= Listed entries =

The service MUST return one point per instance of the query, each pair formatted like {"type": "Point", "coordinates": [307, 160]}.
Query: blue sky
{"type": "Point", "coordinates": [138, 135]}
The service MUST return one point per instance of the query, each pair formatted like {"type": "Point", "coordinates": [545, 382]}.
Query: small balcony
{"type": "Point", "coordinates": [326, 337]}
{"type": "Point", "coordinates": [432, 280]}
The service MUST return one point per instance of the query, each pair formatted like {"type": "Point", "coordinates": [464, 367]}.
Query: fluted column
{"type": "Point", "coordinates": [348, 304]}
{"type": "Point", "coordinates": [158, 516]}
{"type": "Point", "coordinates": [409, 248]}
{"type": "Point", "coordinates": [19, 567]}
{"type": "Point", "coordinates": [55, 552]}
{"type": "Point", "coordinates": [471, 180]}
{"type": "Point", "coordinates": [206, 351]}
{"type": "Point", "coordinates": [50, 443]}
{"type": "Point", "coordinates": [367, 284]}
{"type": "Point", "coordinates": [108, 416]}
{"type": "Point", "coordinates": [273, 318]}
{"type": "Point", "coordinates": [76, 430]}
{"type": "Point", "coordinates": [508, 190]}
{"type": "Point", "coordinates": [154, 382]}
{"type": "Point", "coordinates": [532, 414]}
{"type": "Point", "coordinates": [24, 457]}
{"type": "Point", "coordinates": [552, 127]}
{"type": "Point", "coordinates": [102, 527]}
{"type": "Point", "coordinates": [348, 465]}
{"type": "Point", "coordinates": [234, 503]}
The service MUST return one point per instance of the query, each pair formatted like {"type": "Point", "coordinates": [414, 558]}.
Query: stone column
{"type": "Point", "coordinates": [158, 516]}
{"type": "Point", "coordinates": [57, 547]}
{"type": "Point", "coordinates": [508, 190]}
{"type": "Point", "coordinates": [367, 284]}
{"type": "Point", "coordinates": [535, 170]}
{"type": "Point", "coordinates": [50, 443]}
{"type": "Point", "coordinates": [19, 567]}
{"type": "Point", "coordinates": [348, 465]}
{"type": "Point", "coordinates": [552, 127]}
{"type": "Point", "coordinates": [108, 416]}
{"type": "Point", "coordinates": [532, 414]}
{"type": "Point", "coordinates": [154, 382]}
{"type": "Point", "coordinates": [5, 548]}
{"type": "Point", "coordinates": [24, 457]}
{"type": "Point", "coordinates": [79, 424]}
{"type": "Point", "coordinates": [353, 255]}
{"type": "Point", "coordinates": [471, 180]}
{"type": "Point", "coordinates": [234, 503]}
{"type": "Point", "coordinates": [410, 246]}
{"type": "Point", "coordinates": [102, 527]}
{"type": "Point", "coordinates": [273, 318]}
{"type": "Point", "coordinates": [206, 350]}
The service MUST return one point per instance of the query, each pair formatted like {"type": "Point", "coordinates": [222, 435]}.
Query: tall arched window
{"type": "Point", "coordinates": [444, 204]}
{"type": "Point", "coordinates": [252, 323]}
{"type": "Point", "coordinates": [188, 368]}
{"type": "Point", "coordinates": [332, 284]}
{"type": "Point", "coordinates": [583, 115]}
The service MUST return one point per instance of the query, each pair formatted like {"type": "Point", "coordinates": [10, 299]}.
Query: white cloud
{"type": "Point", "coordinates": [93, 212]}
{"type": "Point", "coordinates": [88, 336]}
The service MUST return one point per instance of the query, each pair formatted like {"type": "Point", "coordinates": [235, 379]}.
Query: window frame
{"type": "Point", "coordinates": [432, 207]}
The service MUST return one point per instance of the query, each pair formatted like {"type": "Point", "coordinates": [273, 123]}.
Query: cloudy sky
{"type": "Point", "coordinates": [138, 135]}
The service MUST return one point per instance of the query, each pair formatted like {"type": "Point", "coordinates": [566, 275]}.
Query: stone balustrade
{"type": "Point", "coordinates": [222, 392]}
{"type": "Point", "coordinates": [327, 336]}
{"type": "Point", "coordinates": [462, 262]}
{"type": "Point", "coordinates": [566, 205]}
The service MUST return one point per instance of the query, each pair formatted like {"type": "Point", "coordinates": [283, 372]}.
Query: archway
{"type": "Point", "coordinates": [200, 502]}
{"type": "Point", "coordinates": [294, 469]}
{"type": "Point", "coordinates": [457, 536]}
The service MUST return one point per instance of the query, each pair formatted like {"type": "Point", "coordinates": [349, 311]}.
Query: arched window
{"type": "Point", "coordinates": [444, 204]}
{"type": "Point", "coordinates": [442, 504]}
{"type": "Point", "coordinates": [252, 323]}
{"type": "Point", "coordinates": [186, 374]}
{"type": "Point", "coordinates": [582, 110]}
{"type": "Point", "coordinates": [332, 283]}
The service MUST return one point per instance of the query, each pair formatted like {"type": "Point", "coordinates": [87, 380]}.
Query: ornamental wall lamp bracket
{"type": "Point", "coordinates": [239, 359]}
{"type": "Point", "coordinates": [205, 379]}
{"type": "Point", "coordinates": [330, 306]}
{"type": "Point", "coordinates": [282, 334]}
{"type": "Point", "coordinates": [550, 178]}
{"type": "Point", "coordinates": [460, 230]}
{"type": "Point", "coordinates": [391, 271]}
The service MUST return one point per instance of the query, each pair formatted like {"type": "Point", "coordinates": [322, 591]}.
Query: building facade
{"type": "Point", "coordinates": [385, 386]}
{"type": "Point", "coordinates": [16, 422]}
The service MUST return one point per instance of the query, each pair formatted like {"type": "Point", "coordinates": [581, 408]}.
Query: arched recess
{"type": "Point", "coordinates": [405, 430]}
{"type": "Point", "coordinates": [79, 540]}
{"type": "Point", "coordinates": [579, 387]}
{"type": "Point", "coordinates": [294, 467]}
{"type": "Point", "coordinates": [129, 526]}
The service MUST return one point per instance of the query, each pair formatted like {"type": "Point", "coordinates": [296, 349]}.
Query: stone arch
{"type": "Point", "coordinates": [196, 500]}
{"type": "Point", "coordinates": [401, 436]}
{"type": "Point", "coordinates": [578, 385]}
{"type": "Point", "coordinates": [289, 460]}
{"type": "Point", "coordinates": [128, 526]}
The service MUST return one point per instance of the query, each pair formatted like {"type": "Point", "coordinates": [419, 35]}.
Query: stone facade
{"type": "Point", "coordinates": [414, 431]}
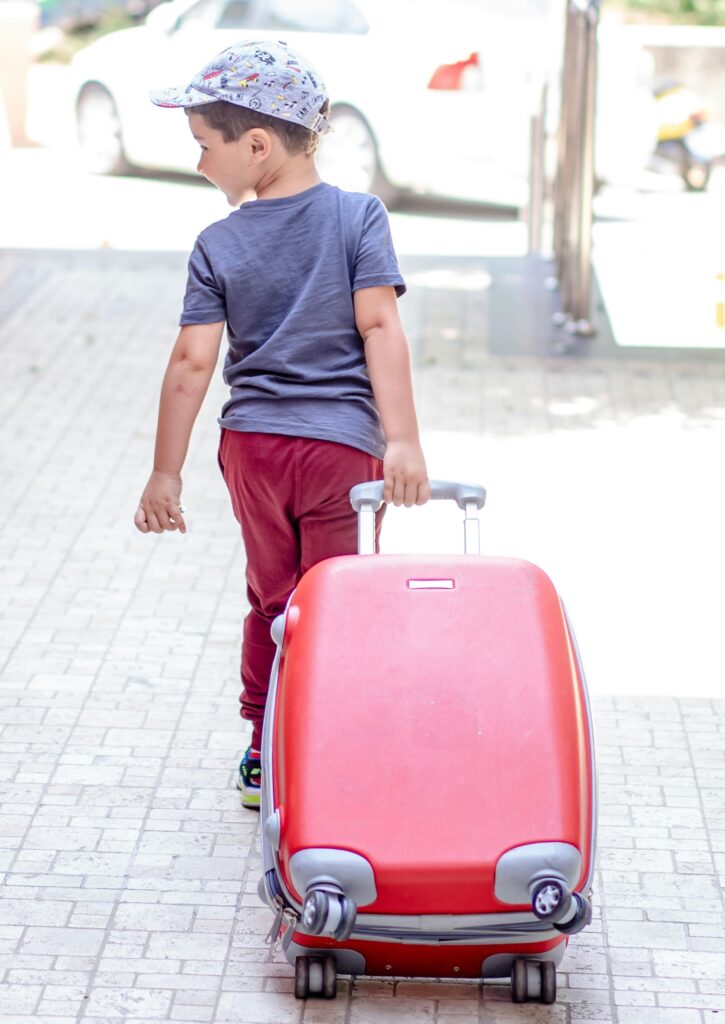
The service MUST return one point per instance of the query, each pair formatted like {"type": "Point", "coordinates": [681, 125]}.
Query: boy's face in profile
{"type": "Point", "coordinates": [227, 165]}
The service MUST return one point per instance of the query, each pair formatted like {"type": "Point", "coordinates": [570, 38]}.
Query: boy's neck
{"type": "Point", "coordinates": [292, 177]}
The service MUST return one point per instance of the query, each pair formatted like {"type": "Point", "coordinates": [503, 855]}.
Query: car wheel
{"type": "Point", "coordinates": [696, 175]}
{"type": "Point", "coordinates": [348, 157]}
{"type": "Point", "coordinates": [99, 135]}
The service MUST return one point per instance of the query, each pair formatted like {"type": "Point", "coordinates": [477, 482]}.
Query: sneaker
{"type": "Point", "coordinates": [250, 778]}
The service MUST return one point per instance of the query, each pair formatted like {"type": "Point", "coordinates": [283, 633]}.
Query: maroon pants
{"type": "Point", "coordinates": [290, 496]}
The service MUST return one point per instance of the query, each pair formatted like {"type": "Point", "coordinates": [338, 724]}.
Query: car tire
{"type": "Point", "coordinates": [348, 157]}
{"type": "Point", "coordinates": [99, 132]}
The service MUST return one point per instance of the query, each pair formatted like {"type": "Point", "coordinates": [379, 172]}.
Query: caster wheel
{"type": "Point", "coordinates": [548, 970]}
{"type": "Point", "coordinates": [329, 978]}
{"type": "Point", "coordinates": [519, 986]}
{"type": "Point", "coordinates": [547, 899]}
{"type": "Point", "coordinates": [301, 978]}
{"type": "Point", "coordinates": [315, 975]}
{"type": "Point", "coordinates": [315, 911]}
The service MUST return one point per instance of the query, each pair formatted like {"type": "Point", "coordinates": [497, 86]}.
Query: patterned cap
{"type": "Point", "coordinates": [262, 76]}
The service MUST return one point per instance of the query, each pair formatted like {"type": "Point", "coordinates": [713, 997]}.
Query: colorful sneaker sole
{"type": "Point", "coordinates": [251, 795]}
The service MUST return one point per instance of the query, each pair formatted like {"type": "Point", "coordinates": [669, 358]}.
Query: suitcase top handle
{"type": "Point", "coordinates": [462, 494]}
{"type": "Point", "coordinates": [367, 499]}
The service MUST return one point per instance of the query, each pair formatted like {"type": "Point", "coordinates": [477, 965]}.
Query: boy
{"type": "Point", "coordinates": [306, 280]}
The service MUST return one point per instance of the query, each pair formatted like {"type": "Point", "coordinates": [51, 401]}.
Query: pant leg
{"type": "Point", "coordinates": [261, 474]}
{"type": "Point", "coordinates": [328, 523]}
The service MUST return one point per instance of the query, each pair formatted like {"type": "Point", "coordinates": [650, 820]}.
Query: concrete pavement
{"type": "Point", "coordinates": [129, 867]}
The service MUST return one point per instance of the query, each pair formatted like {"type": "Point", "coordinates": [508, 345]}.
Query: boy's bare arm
{"type": "Point", "coordinates": [185, 383]}
{"type": "Point", "coordinates": [388, 361]}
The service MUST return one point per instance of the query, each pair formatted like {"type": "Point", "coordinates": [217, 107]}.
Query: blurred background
{"type": "Point", "coordinates": [555, 173]}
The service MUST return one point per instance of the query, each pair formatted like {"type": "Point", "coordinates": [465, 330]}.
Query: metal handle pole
{"type": "Point", "coordinates": [582, 305]}
{"type": "Point", "coordinates": [536, 176]}
{"type": "Point", "coordinates": [562, 179]}
{"type": "Point", "coordinates": [366, 528]}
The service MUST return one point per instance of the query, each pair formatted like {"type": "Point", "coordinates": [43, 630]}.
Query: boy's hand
{"type": "Point", "coordinates": [160, 506]}
{"type": "Point", "coordinates": [404, 473]}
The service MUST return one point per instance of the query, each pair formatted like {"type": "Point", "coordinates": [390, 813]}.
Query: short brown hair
{"type": "Point", "coordinates": [232, 121]}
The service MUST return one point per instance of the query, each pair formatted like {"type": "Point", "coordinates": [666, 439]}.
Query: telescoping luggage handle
{"type": "Point", "coordinates": [367, 499]}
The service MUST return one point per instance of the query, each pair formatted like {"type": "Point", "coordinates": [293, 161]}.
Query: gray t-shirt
{"type": "Point", "coordinates": [282, 273]}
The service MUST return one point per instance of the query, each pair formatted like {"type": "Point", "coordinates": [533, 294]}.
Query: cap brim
{"type": "Point", "coordinates": [181, 95]}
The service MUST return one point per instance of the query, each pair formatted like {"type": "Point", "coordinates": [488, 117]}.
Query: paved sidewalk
{"type": "Point", "coordinates": [130, 868]}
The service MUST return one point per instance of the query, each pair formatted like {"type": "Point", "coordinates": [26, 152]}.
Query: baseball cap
{"type": "Point", "coordinates": [261, 76]}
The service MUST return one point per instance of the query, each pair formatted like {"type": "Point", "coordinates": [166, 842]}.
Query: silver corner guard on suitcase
{"type": "Point", "coordinates": [368, 498]}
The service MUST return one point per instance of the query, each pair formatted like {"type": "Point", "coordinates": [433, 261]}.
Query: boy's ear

= Your instructions =
Count the lines of the material above that contain the string "handle", and reply with the number alone.

= Completed exercise =
3